→ **ВАШЕ ЗАДАНИЕ**
Перепишите без изменений строки от начала записей до строки с «column 235, row 128» включительно. Картинки в ответ не включайте.

======== ПОКАЗАННЫЙ МАТЕРИАЛ

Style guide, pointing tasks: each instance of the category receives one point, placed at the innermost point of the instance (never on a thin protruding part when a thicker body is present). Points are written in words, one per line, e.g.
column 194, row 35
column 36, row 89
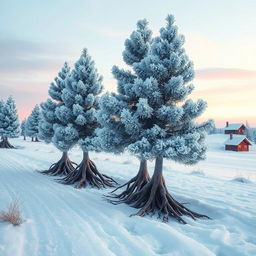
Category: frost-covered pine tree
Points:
column 9, row 122
column 80, row 98
column 113, row 136
column 164, row 120
column 23, row 129
column 248, row 131
column 32, row 124
column 1, row 117
column 55, row 130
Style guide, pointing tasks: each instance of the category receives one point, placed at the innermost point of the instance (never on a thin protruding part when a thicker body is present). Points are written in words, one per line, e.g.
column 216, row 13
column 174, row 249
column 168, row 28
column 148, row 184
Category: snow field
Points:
column 61, row 220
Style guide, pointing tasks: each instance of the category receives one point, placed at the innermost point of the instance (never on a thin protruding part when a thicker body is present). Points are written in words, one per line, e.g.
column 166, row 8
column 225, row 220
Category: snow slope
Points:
column 61, row 220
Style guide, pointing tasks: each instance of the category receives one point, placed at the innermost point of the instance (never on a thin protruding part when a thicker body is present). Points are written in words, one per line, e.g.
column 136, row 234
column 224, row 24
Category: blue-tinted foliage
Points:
column 9, row 122
column 150, row 115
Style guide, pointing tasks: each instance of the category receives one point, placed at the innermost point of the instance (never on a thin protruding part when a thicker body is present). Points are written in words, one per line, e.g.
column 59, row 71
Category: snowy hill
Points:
column 61, row 220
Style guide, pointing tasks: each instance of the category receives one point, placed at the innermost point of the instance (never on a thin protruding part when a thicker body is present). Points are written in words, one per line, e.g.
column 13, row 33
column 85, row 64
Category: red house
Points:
column 237, row 143
column 235, row 128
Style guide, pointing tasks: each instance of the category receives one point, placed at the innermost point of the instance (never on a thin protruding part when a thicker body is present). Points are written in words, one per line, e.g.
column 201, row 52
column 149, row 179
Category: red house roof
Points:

================

→ **ОТВЕТ К УПРАЖНЕНИЮ**
Style guide, pointing tasks: each instance of the category receives one point, placed at the innermost point of the instance (never on a thin protruding part when a thicker body is present). Points are written in words, one per line, e.g.
column 194, row 35
column 36, row 89
Category: frost-covered pine tree
Points:
column 9, row 122
column 80, row 98
column 113, row 136
column 164, row 120
column 23, row 129
column 248, row 131
column 32, row 124
column 1, row 117
column 55, row 130
Style guide, pointing tasks: each instance of the category receives one point, placed at the innermost point of the instance (never on a thin protruding part when a thicker body is present). Points are written in words, one per line, e.g.
column 216, row 13
column 174, row 249
column 168, row 28
column 148, row 184
Category: snow field
Points:
column 61, row 220
Style guide, pointing tasks: each instance of the category receives one point, placed at the innermost point of the instance (never on a thin protruding part when a thicker body is present). Points are written in words, one per line, e.g.
column 166, row 8
column 225, row 220
Category: snow slope
Points:
column 61, row 220
Style guide, pointing tasks: each instance of the category receives one point, placed at the innermost point of the instance (never on a thin protruding part when a thicker body is present). Points are written in words, one per line, e.g.
column 136, row 234
column 224, row 24
Category: blue-tinted foliage
Points:
column 9, row 122
column 150, row 115
Style guide, pointing tasks: each instance of the category receives one point, placed at the innermost point of the instance (never on a thin protruding part when a thicker body is present). Points are written in words, one per line, e.g.
column 59, row 71
Category: snowy hill
Points:
column 61, row 220
Style guide, pointing tasks: each instance of the category receives one point, placed at the innermost point of the instance (never on a thin protruding part when a thicker body is present). Points are written in words, one per line, e.g.
column 13, row 33
column 85, row 64
Category: red house
Points:
column 237, row 143
column 235, row 128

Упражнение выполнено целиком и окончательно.